[Point-based annotation data]
· · ·

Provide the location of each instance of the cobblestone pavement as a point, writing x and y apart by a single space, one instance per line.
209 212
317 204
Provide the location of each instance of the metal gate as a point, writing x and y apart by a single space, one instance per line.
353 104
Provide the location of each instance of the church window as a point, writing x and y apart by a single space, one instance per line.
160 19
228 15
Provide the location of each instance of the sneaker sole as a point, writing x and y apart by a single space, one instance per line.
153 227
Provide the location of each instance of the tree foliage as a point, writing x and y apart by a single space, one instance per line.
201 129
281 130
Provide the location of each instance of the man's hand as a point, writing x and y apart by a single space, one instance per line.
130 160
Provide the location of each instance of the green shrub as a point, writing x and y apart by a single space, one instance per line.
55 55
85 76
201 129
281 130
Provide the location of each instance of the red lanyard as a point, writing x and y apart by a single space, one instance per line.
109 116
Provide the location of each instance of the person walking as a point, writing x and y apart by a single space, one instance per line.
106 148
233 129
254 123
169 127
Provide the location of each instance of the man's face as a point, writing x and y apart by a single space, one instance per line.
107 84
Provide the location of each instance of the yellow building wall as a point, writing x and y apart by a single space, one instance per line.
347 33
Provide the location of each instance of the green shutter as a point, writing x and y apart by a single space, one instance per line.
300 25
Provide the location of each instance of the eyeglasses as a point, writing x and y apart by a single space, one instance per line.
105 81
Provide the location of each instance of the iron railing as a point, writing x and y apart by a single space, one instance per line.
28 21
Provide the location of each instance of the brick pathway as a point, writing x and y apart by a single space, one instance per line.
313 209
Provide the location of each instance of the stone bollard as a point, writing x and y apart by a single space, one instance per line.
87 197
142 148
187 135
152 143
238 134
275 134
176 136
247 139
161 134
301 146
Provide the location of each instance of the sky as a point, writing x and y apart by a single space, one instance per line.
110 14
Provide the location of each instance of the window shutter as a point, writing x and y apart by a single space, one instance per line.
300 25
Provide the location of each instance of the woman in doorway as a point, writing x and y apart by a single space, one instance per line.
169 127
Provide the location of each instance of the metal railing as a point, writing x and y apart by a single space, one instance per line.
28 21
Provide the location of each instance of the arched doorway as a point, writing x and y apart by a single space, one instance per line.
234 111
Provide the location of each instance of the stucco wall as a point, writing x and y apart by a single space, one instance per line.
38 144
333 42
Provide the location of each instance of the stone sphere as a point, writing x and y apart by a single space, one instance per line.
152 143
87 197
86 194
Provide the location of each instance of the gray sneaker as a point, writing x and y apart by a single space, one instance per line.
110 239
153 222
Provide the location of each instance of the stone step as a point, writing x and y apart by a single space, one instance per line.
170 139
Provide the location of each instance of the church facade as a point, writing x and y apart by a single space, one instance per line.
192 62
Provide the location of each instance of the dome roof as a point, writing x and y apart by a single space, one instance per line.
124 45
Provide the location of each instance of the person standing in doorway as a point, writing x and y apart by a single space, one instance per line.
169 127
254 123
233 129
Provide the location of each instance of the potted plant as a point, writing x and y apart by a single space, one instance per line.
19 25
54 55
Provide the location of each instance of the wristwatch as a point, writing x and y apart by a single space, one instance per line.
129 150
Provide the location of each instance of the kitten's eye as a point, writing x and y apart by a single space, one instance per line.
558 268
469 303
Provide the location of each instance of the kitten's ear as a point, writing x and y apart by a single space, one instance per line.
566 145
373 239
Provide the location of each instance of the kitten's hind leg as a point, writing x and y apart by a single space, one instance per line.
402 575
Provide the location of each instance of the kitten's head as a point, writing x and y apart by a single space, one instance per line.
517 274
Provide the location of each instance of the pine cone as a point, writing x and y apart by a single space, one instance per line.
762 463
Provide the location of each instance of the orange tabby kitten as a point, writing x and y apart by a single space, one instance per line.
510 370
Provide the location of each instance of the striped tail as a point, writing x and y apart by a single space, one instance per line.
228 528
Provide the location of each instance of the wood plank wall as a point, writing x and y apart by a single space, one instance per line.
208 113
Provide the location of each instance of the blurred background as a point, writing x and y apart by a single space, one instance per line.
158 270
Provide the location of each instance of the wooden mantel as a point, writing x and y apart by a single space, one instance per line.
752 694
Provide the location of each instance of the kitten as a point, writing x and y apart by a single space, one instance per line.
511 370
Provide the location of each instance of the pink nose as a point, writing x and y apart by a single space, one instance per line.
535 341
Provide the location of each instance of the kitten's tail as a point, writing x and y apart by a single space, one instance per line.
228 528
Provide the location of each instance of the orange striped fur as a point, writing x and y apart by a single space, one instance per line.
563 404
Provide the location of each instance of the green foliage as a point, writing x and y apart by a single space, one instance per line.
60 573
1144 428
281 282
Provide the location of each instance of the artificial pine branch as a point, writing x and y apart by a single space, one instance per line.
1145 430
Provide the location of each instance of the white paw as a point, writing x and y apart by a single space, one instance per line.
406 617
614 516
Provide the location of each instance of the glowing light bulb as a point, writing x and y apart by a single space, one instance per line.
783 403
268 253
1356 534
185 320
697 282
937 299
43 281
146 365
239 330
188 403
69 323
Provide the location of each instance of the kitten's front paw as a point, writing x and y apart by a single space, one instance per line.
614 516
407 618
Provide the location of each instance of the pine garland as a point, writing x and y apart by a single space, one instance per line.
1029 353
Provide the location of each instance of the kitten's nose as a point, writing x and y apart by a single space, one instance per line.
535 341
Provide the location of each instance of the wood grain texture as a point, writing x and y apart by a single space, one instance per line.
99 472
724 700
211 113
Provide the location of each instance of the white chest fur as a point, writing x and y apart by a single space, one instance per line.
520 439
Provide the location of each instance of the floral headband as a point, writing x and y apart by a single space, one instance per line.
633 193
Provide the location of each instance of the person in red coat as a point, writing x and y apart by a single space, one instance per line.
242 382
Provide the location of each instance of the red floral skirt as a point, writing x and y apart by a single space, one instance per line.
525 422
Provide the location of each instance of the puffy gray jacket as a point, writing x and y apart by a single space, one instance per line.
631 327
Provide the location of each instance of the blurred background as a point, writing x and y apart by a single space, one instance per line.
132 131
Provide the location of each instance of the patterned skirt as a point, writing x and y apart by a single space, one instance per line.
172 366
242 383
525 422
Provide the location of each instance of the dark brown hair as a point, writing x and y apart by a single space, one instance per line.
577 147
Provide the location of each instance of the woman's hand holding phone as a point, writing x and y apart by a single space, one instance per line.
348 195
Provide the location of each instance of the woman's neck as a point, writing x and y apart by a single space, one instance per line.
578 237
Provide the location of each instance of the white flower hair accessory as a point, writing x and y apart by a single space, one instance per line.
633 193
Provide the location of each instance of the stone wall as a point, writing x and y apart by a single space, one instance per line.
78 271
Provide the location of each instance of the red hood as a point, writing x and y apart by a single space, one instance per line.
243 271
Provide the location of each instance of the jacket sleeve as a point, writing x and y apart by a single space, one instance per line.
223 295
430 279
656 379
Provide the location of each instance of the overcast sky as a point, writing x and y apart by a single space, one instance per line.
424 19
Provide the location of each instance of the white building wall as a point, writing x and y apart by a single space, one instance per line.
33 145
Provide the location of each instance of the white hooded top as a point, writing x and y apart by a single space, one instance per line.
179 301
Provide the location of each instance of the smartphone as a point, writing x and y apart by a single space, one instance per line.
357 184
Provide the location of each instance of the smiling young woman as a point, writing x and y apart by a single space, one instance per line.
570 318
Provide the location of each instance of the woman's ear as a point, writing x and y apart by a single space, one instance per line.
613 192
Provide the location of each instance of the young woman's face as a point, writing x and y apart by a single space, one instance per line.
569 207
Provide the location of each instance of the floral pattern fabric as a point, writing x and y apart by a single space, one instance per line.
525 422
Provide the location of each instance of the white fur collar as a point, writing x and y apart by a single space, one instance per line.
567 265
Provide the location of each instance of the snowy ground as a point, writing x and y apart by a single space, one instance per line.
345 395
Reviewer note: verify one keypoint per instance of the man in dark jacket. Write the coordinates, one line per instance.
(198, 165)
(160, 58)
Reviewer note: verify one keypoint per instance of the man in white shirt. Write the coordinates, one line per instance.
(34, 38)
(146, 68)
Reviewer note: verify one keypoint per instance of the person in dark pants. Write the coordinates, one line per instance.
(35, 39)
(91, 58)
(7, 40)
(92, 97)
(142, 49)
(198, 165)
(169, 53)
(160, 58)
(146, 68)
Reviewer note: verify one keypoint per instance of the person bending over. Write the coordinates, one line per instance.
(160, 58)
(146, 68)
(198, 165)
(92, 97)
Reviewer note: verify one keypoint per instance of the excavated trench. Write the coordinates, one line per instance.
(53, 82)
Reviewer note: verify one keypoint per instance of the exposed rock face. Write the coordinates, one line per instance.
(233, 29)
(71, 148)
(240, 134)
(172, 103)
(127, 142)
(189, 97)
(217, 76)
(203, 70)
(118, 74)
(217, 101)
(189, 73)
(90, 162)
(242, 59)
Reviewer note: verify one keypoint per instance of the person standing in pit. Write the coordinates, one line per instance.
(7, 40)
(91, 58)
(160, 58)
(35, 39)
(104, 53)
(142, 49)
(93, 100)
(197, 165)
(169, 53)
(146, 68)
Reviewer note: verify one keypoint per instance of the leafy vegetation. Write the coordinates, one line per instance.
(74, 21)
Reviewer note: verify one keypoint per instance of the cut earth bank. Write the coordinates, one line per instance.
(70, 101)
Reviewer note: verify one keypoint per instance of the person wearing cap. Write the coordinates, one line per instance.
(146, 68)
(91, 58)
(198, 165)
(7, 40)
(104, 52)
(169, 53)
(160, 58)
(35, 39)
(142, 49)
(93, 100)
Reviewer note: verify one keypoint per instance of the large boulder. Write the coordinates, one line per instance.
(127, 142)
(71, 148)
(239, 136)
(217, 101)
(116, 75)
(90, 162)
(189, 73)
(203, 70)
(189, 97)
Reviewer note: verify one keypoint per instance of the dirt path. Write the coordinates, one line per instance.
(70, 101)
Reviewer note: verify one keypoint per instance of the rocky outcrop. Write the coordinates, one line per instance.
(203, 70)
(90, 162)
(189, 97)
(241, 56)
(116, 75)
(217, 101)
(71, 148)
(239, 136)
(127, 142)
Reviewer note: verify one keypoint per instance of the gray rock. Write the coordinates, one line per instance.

· · ·

Written task.
Beginning at the line that holds "Reviewer note: verify one keypoint per instance of the dirt", write out word for word each line through the end of the records.

Answer to the problem.
Reviewer note: verify one keypoint per instance of the dirt path. Write the coordinates, one line per instance.
(70, 101)
Reviewer note: verify one keypoint per instance of the rocky outcrop. Write the coordinates, one line per instance.
(203, 70)
(90, 162)
(189, 97)
(241, 56)
(116, 75)
(217, 101)
(71, 148)
(239, 136)
(127, 142)
Reviewer note: verify one keypoint per instance of the gray rock. Write the coordinates, one line per instance.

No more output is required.